Instructions for the task
Update the data below by replacing every occurrence of "rough mask" with "coarse mask" and leaving everything else unchanged.

Supplied data
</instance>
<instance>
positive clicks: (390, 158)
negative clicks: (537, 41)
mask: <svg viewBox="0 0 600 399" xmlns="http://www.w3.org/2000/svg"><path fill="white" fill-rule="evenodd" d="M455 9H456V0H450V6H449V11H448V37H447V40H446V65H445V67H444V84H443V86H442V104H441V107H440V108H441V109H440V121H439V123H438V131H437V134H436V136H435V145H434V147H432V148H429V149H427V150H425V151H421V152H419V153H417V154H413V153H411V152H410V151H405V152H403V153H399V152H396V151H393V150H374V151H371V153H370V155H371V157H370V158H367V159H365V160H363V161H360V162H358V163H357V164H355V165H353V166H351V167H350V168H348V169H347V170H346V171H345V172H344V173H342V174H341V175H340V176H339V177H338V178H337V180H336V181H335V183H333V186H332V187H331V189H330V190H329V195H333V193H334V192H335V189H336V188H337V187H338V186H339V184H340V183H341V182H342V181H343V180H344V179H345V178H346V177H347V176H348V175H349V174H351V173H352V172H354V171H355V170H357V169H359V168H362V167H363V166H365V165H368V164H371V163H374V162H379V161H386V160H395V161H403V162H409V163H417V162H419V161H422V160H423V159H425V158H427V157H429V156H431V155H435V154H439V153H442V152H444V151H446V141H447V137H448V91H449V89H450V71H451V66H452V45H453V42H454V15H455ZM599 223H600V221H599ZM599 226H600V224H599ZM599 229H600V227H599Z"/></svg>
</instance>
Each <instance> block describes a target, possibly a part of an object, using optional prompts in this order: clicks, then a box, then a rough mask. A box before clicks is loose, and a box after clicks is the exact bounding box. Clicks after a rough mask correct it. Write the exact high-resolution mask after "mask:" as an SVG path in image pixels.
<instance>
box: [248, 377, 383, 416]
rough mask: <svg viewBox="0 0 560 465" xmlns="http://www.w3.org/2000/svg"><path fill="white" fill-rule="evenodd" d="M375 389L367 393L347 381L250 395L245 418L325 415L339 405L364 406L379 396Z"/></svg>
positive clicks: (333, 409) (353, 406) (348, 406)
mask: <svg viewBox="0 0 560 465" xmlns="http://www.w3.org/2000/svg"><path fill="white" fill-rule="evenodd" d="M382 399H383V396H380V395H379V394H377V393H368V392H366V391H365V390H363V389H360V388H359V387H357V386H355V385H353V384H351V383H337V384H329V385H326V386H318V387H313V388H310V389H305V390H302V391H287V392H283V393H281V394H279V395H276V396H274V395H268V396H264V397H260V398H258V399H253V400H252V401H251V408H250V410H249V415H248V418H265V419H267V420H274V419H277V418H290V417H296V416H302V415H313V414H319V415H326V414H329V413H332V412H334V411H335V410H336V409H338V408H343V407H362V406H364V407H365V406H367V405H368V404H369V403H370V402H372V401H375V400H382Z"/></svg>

Answer space
</instance>
<instance>
positive clicks: (390, 158)
negative clicks: (537, 41)
mask: <svg viewBox="0 0 600 399" xmlns="http://www.w3.org/2000/svg"><path fill="white" fill-rule="evenodd" d="M455 9H456V0H450V6H449V11H448V37H447V40H446V65H445V67H444V84H443V86H442V104H441V107H440V108H441V109H440V121H439V123H438V131H437V134H436V136H435V145H434V147H432V148H429V149H427V150H425V151H421V152H419V153H417V154H413V153H411V152H410V151H405V152H403V153H399V152H396V151H393V150H374V151H371V153H370V155H371V157H370V158H367V159H365V160H363V161H360V162H358V163H357V164H355V165H353V166H351V167H350V168H348V169H347V170H346V171H345V172H344V173H342V174H341V175H340V176H339V177H338V178H337V180H336V181H335V183H333V186H332V187H331V189H330V190H329V195H333V193H334V192H335V189H336V188H337V187H338V186H339V184H340V183H341V182H342V181H343V180H344V179H345V178H346V177H347V176H348V175H349V174H351V173H352V172H354V171H355V170H357V169H359V168H362V167H363V166H365V165H368V164H371V163H374V162H379V161H386V160H395V161H403V162H409V163H417V162H419V161H422V160H423V159H425V158H427V157H429V156H431V155H435V154H439V153H442V152H444V151H446V141H447V137H448V91H449V89H450V71H451V66H452V45H453V42H454V15H455ZM599 223H600V221H599ZM599 226H600V224H599ZM599 229H600V227H599Z"/></svg>
</instance>
Each <instance> block describes a target, possibly a part of an object, using optional prompts in this order: clicks, then a box, then a coarse mask. A box before clicks is loose, and a box after clicks is the exact bounding box. Clicks after a coarse mask correct it. Write the exact high-resolution mask after "mask:" as an SVG path in image pixels.
<instance>
box: [248, 377, 383, 416]
coarse mask: <svg viewBox="0 0 560 465" xmlns="http://www.w3.org/2000/svg"><path fill="white" fill-rule="evenodd" d="M375 389L367 393L347 381L250 395L245 418L325 415L339 405L364 406L379 396Z"/></svg>
positive clicks: (333, 409) (353, 406) (348, 406)
mask: <svg viewBox="0 0 560 465" xmlns="http://www.w3.org/2000/svg"><path fill="white" fill-rule="evenodd" d="M382 399H383V396H380V395H379V394H377V393H368V392H366V391H365V390H363V389H360V388H359V387H357V386H355V385H353V384H351V383H337V384H329V385H326V386H318V387H313V388H310V389H305V390H302V391H287V392H283V393H281V394H279V395H276V396H274V395H268V396H264V397H260V398H258V399H253V400H252V401H251V408H250V410H249V415H248V418H265V419H267V420H274V419H277V418H290V417H296V416H302V415H313V414H319V415H326V414H329V413H332V412H334V411H335V410H336V409H338V408H343V407H362V406H364V407H365V406H367V405H368V404H369V403H370V402H372V401H375V400H382Z"/></svg>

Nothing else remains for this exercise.